[Opening Data under study section]

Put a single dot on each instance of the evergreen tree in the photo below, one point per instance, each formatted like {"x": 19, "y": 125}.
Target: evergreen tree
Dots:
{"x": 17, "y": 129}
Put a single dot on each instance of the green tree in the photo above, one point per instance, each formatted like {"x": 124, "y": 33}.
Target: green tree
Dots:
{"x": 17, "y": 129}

[Closing Data under study section]
[Opening Data under study section]

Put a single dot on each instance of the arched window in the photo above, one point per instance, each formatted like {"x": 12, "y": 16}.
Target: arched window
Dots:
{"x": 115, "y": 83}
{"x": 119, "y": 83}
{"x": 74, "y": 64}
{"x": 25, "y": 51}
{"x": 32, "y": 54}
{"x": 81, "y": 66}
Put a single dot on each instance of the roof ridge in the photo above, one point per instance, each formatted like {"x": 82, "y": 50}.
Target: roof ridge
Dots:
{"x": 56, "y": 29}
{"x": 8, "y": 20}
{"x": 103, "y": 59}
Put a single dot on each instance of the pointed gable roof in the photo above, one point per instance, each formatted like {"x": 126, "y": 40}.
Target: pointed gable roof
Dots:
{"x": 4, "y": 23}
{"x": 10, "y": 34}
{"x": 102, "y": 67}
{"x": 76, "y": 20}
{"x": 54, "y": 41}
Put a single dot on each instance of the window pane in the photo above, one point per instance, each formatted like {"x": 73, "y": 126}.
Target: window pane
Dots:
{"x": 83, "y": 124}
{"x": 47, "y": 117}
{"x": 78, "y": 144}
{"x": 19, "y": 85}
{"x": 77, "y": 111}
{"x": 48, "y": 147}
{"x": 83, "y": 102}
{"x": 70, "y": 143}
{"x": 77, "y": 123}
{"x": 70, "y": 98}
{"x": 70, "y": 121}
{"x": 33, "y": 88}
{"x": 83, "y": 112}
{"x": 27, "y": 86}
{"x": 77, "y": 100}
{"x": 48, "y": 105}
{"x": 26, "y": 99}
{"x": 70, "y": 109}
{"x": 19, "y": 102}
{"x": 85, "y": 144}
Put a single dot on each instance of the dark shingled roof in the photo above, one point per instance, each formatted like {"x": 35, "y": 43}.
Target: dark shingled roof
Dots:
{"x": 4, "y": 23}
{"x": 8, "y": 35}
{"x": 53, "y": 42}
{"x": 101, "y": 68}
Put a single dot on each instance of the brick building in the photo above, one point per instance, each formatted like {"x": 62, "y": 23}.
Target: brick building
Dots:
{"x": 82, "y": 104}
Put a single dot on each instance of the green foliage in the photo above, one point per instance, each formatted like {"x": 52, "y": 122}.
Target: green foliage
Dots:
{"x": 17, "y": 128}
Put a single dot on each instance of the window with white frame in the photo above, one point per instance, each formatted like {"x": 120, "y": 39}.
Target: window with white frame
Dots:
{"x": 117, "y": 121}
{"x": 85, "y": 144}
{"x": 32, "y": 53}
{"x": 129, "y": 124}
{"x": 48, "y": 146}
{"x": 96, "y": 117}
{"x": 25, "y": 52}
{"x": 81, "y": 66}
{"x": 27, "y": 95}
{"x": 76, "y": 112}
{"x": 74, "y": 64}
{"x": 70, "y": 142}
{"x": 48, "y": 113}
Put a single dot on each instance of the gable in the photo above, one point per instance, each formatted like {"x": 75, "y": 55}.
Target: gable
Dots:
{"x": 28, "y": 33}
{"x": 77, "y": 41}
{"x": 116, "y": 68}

[Closing Data under study section]

Requirement: Nothing should appear in the answer except the lines above from the line with "Target: window pane" through the line with "Target: window with white frame", both included, written out exactly.

Task solution:
Target: window pane
Dots:
{"x": 83, "y": 124}
{"x": 47, "y": 117}
{"x": 78, "y": 144}
{"x": 19, "y": 85}
{"x": 77, "y": 111}
{"x": 48, "y": 147}
{"x": 83, "y": 102}
{"x": 70, "y": 143}
{"x": 77, "y": 123}
{"x": 70, "y": 98}
{"x": 70, "y": 121}
{"x": 33, "y": 88}
{"x": 83, "y": 112}
{"x": 27, "y": 86}
{"x": 77, "y": 100}
{"x": 48, "y": 105}
{"x": 26, "y": 99}
{"x": 70, "y": 109}
{"x": 19, "y": 102}
{"x": 85, "y": 144}
Put a single dot on each instance of the dark shingled roof in the photo above, one point per instance, each formatted like {"x": 35, "y": 43}.
Target: dark shingled roof
Dots:
{"x": 4, "y": 23}
{"x": 8, "y": 35}
{"x": 53, "y": 42}
{"x": 101, "y": 68}
Put a single dot on each instance of the brick building in the photo above, one point per instance, each formatted like {"x": 62, "y": 23}.
Target: brick building
Dots:
{"x": 82, "y": 104}
Put a single dot on each instance of the green foliage in the photo above, one point per instance, each formatted like {"x": 52, "y": 122}.
Target: green foliage
Dots:
{"x": 17, "y": 128}
Put a single dot on each instance of the window with white frame in the photo above, one point per instance, each formatted like {"x": 120, "y": 39}.
Target: window with white frame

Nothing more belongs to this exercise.